## ASSIGNMENT
Give every percentage figure in the text about the UAE–Saudi OPEC+ dispute.

## PAGE EXCERPT

On the 5th of July, a new quarrel surfaced between the supposedly brotherly countries; the United Arab Emirates (UAE) and the Kingdom of Saudi Arabia (KSA). On this day, a OPEC+ meeting that brings together 14 Organization of the Petroleum Exporting Countries (OPEC), Russia, and other 9 non-OPEC countries was cancelled due to disagreement between the two Gulf states on oil production levels.

Due to the pandemic and the lockdown that hit the entire world, oil prices collapsed, and oil production had to be cut down. According to the World Bank, both the UAE and Saudi economies were seriously hit, and shrunk by 6% and 4.1 % respectively. Regardless of both countries’ development levels and innovation efforts to grow in non-oil sectors, especially UAE’s ambition to achieve a non-oil economy, both got shaken terribly from the fluctuation in oil production levels and thus their incomes in petrodollars declined. For especially UAE to continue to prop up its economic diversification plans, it is integral to recover its oil revenues.

What happened on July 5?

OPEC+ Joint Ministerial Monitoring Committee, except for UAE, agreed to a Saudi-backed plan to increase oil output on July 5, 2021. Accordingly, the plan was to increase oil production by 400,000 barrels per day starting from August 2021 until December 2021, a plan that had also UAE’s consent. However, during the meeting on the 5th of July, KSA suggested extending this plan until next April 2022, a modification that UAE opposed.

The country claims that it had sacrificed 18% of its total production capacity and if continued this figure would reach 35%. This was the result of an agreement taken in April 2020 based on the country’s daily production capacity in October 2018.  In that year UAE was only producing 3.1 million barrels per day; however, as the Minister of Energy and Industry in UAE said it is “totally unfair” compared to their level of production capacity these days which surpasses the 3.1 billion baselines one by at least one third.

UAE and KSA Friendship on the Line for a While:

The two Gulf countries have been experiencing tense relations due to opposing positions on a set of issues, especially in the last three years. The OPEC+ incident is just adding to their list of many differences.

[Collected data]
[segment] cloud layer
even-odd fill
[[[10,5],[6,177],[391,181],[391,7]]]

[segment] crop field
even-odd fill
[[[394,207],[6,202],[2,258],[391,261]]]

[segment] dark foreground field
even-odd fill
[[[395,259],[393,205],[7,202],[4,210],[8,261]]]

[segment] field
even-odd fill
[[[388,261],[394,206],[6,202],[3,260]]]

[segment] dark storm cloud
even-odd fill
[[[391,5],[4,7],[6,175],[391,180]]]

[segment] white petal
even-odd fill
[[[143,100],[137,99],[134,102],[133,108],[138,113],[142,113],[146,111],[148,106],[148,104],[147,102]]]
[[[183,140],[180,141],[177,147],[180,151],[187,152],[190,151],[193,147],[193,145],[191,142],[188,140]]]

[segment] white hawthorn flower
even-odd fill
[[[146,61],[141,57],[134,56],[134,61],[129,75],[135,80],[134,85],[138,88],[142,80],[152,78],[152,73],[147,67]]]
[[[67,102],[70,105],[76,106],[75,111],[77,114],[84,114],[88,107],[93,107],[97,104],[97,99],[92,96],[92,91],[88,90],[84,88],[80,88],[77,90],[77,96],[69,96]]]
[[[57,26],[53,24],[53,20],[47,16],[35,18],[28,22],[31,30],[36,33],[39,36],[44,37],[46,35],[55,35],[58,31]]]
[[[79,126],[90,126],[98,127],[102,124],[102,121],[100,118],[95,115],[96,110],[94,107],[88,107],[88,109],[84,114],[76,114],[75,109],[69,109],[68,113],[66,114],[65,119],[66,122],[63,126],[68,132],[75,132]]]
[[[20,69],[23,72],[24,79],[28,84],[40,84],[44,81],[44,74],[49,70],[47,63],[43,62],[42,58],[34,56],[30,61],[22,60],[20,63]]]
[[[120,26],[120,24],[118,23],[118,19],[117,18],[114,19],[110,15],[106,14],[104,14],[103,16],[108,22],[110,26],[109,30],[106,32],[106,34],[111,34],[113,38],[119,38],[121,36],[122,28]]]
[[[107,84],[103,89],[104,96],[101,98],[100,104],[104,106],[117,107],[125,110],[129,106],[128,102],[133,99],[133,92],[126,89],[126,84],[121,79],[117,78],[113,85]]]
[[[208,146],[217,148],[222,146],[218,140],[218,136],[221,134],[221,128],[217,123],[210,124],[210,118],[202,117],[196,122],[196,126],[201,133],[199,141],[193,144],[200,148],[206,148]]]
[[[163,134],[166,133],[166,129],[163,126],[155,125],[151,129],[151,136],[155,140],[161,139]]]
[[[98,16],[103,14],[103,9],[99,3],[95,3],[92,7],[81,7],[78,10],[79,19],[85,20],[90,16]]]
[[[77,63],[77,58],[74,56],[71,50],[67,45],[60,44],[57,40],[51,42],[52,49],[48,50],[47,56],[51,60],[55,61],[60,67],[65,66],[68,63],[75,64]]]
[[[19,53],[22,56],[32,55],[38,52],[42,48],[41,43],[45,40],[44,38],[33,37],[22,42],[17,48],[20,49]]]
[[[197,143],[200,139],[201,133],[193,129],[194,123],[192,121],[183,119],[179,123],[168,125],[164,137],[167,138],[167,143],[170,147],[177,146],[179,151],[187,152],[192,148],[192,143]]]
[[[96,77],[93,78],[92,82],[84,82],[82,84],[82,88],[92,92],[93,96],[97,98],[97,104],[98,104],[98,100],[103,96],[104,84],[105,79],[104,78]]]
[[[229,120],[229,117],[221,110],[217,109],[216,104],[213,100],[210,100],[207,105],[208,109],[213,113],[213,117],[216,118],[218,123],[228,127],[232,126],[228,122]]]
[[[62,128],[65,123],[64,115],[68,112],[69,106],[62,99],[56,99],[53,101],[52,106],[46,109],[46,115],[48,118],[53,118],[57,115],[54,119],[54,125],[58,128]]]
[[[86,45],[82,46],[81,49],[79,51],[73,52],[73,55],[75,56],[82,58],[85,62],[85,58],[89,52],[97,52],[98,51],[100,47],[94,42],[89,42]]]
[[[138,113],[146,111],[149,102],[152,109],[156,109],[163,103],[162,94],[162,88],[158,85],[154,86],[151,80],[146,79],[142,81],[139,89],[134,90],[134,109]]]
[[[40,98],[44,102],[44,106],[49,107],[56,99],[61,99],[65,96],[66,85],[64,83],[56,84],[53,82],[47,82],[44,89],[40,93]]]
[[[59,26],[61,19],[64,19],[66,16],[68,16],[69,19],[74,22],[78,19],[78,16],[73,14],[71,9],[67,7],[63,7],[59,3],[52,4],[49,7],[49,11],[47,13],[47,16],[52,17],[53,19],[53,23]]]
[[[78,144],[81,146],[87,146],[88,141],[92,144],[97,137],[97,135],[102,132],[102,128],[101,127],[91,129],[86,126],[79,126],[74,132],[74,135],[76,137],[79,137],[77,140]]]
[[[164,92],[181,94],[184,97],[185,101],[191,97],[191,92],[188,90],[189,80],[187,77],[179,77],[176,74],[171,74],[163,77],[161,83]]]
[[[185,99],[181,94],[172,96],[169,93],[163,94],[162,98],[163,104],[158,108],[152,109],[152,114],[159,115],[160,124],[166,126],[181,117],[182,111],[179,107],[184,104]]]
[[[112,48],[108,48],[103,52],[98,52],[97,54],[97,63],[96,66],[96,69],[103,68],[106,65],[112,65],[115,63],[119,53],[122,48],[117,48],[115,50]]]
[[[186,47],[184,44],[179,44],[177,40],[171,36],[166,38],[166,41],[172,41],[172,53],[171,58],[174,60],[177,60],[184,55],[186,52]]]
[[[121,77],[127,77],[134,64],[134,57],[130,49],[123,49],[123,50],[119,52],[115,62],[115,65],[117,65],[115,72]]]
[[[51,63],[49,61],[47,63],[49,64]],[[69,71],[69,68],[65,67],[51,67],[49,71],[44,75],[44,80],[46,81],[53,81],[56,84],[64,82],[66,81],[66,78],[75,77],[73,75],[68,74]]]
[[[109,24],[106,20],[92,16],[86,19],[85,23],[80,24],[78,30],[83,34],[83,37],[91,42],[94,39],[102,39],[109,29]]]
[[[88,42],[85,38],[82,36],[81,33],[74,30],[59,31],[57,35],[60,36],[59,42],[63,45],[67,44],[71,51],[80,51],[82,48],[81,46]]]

## RESULT OF THIS TASK
6%, 4.1%, 18%, 35%